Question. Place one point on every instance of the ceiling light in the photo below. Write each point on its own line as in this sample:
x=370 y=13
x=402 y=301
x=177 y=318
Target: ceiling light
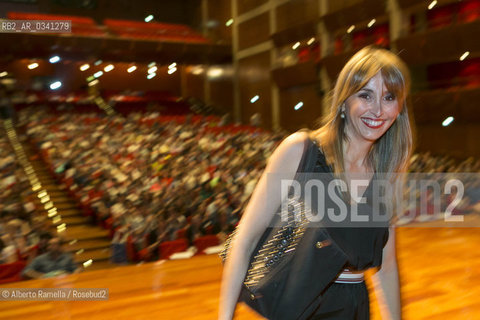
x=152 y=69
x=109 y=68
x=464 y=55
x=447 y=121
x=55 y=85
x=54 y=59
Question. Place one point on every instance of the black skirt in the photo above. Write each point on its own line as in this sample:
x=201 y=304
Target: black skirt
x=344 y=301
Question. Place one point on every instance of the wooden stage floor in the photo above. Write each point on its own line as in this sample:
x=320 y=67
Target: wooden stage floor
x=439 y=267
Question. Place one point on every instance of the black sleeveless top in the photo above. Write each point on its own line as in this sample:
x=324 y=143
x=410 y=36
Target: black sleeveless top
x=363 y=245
______________________________
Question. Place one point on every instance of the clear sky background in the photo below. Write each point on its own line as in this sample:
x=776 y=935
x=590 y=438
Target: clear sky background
______________________________
## Instruction:
Scale the records starting with the line that contains "Question. Place one point on every instance of the wooden" and going on through the line that contains "x=363 y=245", giving only those lines again in full with the requests included. Multiply each answer coordinate by 1.2 and round it to a whole number, halves up, while leaving the sample coordinates in the requests unchanged.

## Task answer:
Question. Place one point on every instance of the wooden stage floor in the photo above. Write each point on its own line as in this sample:
x=320 y=67
Target: wooden stage floor
x=527 y=320
Question. Place one point on every instance of the black sleeveless top in the photo above. Write each point on its own line as in this sample:
x=324 y=143
x=410 y=36
Target: black sleeveless top
x=436 y=294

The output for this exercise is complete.